● **WHAT THIS EXERCISE ASKS**
1: Using the passage on Canadian astronauts, rewrite the paragraph beginning "No Canadian astronaut has captured" as a short bulleted list that keeps its main facts.
2: In the passage on Canadian astronauts, copy the text starting with "Hadfield’s first mission, STS-74" and going on through "to the station.", and change "Atlantis" to "Discovery".
Top of SELECTED TEXT
This 1992 “CSA Group” represented a strategic shift. The 1983 class had been largely composed of payload specialists, “visitors” who flew on a single mission to conduct specific experiments. This new class was different. They were selected to become career astronauts, fully integrated into NASA’s corps as Mission Specialists. They moved their families to Houston, Texas, worked in NASA’s Johnson Space Center, served as CAPCOMs (capsule communicators) in Mission Control, and trained for complex operational tasks like spacewalks and robotics. They weren’t just “using the ticket” that Canadarm had bought; they were being trained to help build and operate the next great international project: the International Space Station.
Chris Hadfield: Canada’s Spacewalker and Commander
No Canadian astronaut has captured the public imagination quite like Chris Hadfield. Raised on a corn farm in southern Ontario, he was inspired to become an astronaut at age nine while watching the Apollo 11 Moon landing on television. He pursued this dream with singular focus, becoming a top fighter pilot and test pilot in the Royal Canadian Air Force, logging thousands of hours in dozens of different aircraft.
Hadfield’s first mission, STS-74 in 1995, was a flight on Space Shuttle Atlantis to the Russian space station Mir. As a mission specialist, he became the first Canadian to operate the Canadarm in orbit. He also became the only Canadian to ever board the legendary Mir station, docking a five-tonne module to the station.
Bottom of SELECTED TEXT
Top of DATA LISTING
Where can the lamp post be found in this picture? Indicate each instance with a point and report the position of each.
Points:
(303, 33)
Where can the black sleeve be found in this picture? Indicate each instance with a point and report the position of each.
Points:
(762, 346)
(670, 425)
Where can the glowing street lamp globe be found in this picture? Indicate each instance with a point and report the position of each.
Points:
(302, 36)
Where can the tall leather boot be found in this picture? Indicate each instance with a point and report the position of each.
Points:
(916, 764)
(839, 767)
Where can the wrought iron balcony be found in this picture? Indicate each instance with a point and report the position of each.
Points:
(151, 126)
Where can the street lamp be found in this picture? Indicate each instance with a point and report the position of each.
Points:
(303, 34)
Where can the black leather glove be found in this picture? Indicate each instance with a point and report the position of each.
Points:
Bottom of DATA LISTING
● **TASK-BY-TASK ANSWERS**
1:
- Chris Hadfield has captured the public imagination more than any other Canadian astronaut.
- He was raised on a corn farm in southern Ontario.
- At age nine, watching the Apollo 11 Moon landing on television inspired him to become an astronaut.
- He became a top fighter pilot and test pilot in the Royal Canadian Air Force.
- He logged thousands of hours in dozens of different aircraft.

2:
Hadfield’s first mission, STS-74 in 1995, was a flight on Space Shuttle Discovery to the Russian space station Mir. As a mission specialist, he became the first Canadian to operate the Canadarm in orbit. He also became the only Canadian to ever board the legendary Mir station, docking a five-tonne module to the station.